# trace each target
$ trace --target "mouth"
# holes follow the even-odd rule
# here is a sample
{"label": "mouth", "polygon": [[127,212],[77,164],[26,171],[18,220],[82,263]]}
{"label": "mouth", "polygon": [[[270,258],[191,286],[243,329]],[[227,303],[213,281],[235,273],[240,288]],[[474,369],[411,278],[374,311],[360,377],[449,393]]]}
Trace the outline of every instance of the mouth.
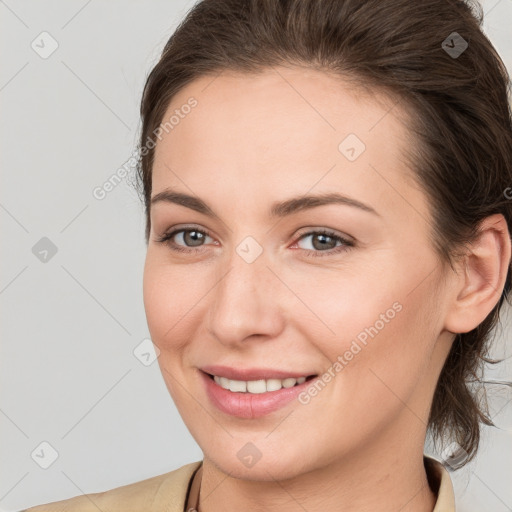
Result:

● **DIRECTIONS**
Rewrite the listing with each "mouth" swapped for "beak", keeping every other character as it stands. Leave the pictures out.

● **EXERCISE ANSWER**
# trace each target
$ trace --target "beak"
# holes follow the even-odd rule
# here is a sample
{"label": "beak", "polygon": [[127,212],[77,164],[26,171],[18,220],[82,263]]}
{"label": "beak", "polygon": [[[270,258],[191,286],[243,329]],[[227,303],[213,281],[235,273],[240,288]],[[474,369],[411,278],[374,311],[360,377],[449,393]]]}
Trace the outline of every instance of the beak.
Result:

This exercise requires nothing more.